**Dataset records**
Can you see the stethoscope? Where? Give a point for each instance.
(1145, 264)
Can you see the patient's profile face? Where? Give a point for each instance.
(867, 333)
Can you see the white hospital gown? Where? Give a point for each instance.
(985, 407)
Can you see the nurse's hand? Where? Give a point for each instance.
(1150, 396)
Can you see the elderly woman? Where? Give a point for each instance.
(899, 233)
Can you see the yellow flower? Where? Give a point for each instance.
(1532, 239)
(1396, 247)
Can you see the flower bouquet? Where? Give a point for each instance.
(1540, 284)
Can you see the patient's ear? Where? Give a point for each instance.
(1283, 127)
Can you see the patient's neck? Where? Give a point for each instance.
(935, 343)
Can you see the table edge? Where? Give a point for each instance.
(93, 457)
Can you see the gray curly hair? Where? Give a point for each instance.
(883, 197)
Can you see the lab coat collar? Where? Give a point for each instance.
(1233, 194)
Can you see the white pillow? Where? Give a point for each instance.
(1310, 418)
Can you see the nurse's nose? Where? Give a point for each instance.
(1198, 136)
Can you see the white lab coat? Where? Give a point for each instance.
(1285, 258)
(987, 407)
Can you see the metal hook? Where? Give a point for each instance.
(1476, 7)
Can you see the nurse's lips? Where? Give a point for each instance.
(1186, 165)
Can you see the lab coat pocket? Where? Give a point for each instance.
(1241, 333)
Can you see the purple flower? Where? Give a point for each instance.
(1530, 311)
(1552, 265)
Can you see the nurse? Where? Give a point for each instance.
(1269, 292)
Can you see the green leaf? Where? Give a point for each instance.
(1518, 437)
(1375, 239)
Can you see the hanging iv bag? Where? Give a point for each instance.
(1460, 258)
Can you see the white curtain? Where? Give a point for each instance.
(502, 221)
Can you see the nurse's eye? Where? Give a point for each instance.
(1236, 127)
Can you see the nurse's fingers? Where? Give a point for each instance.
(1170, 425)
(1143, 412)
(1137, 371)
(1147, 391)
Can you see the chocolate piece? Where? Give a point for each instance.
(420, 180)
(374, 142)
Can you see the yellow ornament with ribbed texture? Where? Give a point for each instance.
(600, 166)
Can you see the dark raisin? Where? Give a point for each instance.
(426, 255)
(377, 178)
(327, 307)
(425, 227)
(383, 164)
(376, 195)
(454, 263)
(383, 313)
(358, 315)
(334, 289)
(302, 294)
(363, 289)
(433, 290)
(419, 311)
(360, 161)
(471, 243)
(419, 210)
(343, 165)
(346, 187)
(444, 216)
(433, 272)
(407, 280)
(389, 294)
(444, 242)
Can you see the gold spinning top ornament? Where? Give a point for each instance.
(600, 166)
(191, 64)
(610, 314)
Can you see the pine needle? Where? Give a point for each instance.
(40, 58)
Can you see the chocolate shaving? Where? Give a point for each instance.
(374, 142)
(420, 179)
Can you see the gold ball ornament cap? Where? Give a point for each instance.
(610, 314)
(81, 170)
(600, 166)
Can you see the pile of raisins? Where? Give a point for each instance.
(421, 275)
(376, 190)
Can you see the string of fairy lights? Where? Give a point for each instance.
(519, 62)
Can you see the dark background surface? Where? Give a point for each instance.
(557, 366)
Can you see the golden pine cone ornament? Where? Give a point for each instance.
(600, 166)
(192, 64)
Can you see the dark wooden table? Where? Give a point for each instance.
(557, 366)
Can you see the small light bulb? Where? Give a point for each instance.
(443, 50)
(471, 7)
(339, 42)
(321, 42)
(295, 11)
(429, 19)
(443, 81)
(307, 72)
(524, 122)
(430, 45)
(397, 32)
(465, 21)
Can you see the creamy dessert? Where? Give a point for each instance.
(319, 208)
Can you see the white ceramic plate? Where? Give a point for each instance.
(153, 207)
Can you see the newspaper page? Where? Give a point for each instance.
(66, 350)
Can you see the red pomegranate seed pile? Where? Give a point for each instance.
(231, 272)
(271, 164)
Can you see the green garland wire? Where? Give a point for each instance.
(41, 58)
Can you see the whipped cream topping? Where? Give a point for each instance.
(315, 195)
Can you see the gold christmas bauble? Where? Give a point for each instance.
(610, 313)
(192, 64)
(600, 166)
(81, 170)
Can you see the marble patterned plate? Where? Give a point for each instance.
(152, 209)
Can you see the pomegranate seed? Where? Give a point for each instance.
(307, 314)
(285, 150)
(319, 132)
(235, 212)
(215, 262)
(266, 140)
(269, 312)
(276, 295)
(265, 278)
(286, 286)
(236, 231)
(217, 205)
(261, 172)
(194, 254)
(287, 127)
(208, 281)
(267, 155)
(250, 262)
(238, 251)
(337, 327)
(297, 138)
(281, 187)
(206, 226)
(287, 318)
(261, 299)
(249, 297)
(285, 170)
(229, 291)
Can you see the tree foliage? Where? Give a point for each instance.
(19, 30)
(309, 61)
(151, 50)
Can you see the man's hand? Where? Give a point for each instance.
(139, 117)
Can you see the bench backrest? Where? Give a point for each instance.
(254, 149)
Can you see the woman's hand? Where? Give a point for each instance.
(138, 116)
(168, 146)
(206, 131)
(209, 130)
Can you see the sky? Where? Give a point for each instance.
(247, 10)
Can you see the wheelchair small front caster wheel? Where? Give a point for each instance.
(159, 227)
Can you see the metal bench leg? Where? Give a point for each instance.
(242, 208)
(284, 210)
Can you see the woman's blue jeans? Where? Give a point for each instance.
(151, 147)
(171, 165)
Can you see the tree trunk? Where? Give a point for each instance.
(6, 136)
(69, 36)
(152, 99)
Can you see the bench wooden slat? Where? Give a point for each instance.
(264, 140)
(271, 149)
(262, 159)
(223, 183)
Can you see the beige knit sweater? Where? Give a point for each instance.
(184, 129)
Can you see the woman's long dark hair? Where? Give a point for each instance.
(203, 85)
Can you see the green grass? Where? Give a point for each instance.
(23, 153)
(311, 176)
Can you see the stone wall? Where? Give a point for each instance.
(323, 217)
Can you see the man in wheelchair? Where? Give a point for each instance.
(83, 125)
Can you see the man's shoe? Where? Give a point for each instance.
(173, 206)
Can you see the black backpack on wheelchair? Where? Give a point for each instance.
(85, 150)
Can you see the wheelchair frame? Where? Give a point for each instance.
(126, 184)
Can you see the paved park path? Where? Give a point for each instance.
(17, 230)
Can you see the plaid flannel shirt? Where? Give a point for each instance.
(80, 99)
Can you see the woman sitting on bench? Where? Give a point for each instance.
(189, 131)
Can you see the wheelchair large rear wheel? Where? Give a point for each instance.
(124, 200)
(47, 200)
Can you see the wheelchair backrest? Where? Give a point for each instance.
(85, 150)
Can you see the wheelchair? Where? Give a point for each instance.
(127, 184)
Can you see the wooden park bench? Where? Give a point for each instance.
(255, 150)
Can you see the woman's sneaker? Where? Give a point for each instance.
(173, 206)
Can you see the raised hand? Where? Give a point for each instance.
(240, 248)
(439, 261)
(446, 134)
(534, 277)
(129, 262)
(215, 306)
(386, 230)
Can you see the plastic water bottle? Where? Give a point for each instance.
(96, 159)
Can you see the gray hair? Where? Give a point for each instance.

**What you should do**
Set down all of the data above, word for word.

**The reply**
Can you see the stethoscope? Where? Give a point for each instance.
(1145, 264)
Can you see the patient's profile face? Where? Give a point for each instance.
(867, 333)
Can you see the white hospital gown? Where? Give a point for each instance.
(985, 407)
Can you see the nurse's hand? Where? Give a point for each instance.
(1150, 396)
Can you see the elderly woman? Where? Give a point for each instance.
(899, 233)
Can you see the yellow flower? Where? Give a point for each instance.
(1532, 239)
(1396, 247)
Can you see the flower bouquet? Where? Give a point for each instance.
(1540, 284)
Can you see the patient's ear? Where? Give a point for each instance.
(1283, 127)
Can you see the patient's neck? Where? Give a point for each instance.
(935, 343)
Can you see the table edge? Where? Give a point for each instance.
(93, 457)
Can you see the gray curly hair? Where? Give a point for each instance.
(883, 197)
Can you see the lab coat collar? Where? Give a point for each instance.
(1233, 194)
Can you see the white pillow? Where? Give a point for each instance.
(1310, 418)
Can you see the nurse's nose? Where? Give a point for each instance.
(1198, 136)
Can you see the white lab coat? Where? Give a point for each instance.
(1285, 258)
(987, 407)
Can you see the metal hook? Where? Give a point for each instance.
(1476, 7)
Can you see the nurse's lips? Where? Give a point for each instance.
(1186, 165)
Can you see the lab coat pocket? Where? Give a point for each instance.
(1241, 333)
Can you see the purple flower? Where? Give a point for each instance.
(1530, 311)
(1552, 265)
Can you see the nurse? Where? Give a point for each instance.
(1269, 292)
Can you see the green leaf? Where? Give a point for each instance.
(1518, 437)
(1375, 239)
Can you see the hanging iv bag? Where? Give a point for each instance.
(1460, 258)
Can you see the white curtain? Where? Give a point for each instance.
(502, 221)
Can you see the nurse's eye? Where? Give a point for each instance.
(1236, 127)
Can you see the nurse's fingers? Where? Give a point for each instance.
(1170, 425)
(1143, 412)
(1137, 371)
(1147, 391)
Can you see the chocolate piece? Where? Give a point for each instance.
(420, 180)
(374, 142)
Can you see the yellow ornament with ribbed texture? Where? Give a point for each instance.
(600, 166)
Can you see the dark raisin? Where? Give a point for each instance.
(426, 255)
(377, 178)
(327, 307)
(425, 227)
(383, 164)
(376, 195)
(454, 263)
(383, 313)
(358, 315)
(334, 289)
(302, 294)
(363, 289)
(433, 290)
(419, 311)
(360, 161)
(471, 243)
(419, 210)
(343, 165)
(346, 187)
(444, 216)
(433, 272)
(407, 280)
(389, 294)
(444, 242)
Can you see the gold spinning top ornament? Where? Give a point for each instance.
(600, 166)
(191, 64)
(610, 314)
Can you see the pine needle? Where? Give a point for each instance.
(40, 58)
Can you see the chocolate shaving? Where? Give a point for each instance.
(374, 142)
(420, 179)
Can you see the gold ball ornament cap? Where? Give a point for each instance.
(610, 314)
(81, 170)
(600, 166)
Can you see the pile of raisins? Where? Give a point for each instance.
(421, 275)
(376, 190)
Can you see the string of fairy lights? Where? Give a point for each instance.
(519, 62)
Can you see the dark background surface? Where? Give a point for each instance.
(557, 366)
Can you see the golden pine cone ornament? Where? Give a point for each instance.
(600, 166)
(192, 64)
Can you see the dark wooden table? Where? Give a point for each instance.
(557, 366)
Can you see the small light bulb? Where? Give a point for each instance.
(443, 50)
(471, 7)
(339, 42)
(321, 42)
(295, 11)
(429, 19)
(443, 81)
(307, 72)
(524, 122)
(430, 45)
(397, 32)
(465, 21)
Can you see the creamy dessert? Where? Give a point for each instance.
(319, 208)
Can you see the white ceramic plate? Where? Give a point for each instance.
(153, 207)
Can you see the newspaper page? Where? Give a point for each instance.
(66, 350)
Can you see the red pomegranate seed pile? Where? Give a point for each instance.
(231, 272)
(271, 164)
Can you see the green garland wire? Where? Give a point for each instance.
(41, 58)
Can you see the whipped cream topping? Where? Give a point for each instance.
(315, 195)
Can you see the gold christmas bauble? Where? Give a point for each instance.
(610, 313)
(192, 64)
(600, 166)
(81, 170)
Can you see the marble patterned plate? Where? Give a point for each instance.
(152, 209)
Can you see the pomegranate seed? Where? Give a point for each instance.
(307, 314)
(285, 150)
(319, 132)
(235, 212)
(215, 262)
(266, 140)
(269, 312)
(276, 295)
(265, 278)
(286, 286)
(236, 231)
(217, 205)
(261, 172)
(194, 254)
(287, 127)
(208, 281)
(267, 155)
(250, 262)
(238, 251)
(337, 327)
(297, 138)
(281, 187)
(206, 226)
(287, 318)
(261, 299)
(249, 297)
(285, 170)
(229, 291)
Can you see the tree foliage? Where? Give a point for each instance.
(19, 30)
(309, 61)
(151, 50)
Can you see the man's hand? Where? Give a point for each instance.
(139, 117)
Can you see the bench backrest? Where? Give a point for each instance.
(254, 149)
Can you see the woman's hand? Where? Give a point for each instance.
(138, 116)
(168, 146)
(206, 131)
(209, 130)
Can you see the sky? Where? Give a point for each instance.
(247, 10)
Can you see the wheelchair small front caster wheel? Where? Give a point for each instance.
(159, 227)
Can you see the metal bench leg? Where? Give a point for each instance.
(242, 208)
(284, 210)
Can you see the woman's blue jeans? Where? Give a point for each instance.
(151, 147)
(171, 165)
Can you see the tree trunk? Where? Give a point for each instance.
(6, 136)
(69, 36)
(152, 99)
Can you see the bench wooden slat? Where? Give a point for each instance.
(264, 140)
(271, 149)
(262, 159)
(223, 183)
Can you see the beige knit sweater? Where? Give a point for each instance.
(184, 129)
Can you see the woman's long dark hair? Where? Give a point for each instance.
(203, 85)
Can you see the green grass? Where? Give a point for each instance.
(23, 153)
(311, 176)
Can you see the stone wall? Where? Give a point for each instance.
(323, 217)
Can you see the man in wheelchair? Where? Give a point for each instance.
(83, 125)
Can you see the man's shoe? Where? Give a point for each instance.
(173, 206)
Can you see the black backpack on wheelchair? Where? Give a point for each instance.
(85, 150)
Can you see the wheelchair frame? Where? Give a point for each instance.
(126, 184)
Can you see the paved park path? Where? Give a point for each instance.
(17, 230)
Can you see the plaid flannel shirt? Where? Give a point for each instance.
(80, 99)
Can you see the woman sitting on bench? Where? Give a point for each instance.
(189, 131)
Can you see the wheelchair large rear wheel? Where? Give a point for each instance.
(124, 200)
(47, 200)
Can you see the wheelchair backrest? Where? Give a point for each instance.
(85, 150)
Can you see the wheelchair? Where? Give a point for each instance.
(127, 184)
Can you see the wooden park bench? Where? Give a point for each instance.
(255, 150)
Can you see the woman's sneaker? Where? Give a point for each instance.
(173, 206)
Can you see the raised hand? Where? Give a point for each instance.
(240, 248)
(439, 261)
(446, 134)
(534, 277)
(129, 262)
(215, 306)
(386, 230)
Can you see the plastic water bottle? Where? Give a point for each instance.
(96, 159)
Can you see the gray hair? Where? Give a point for each instance.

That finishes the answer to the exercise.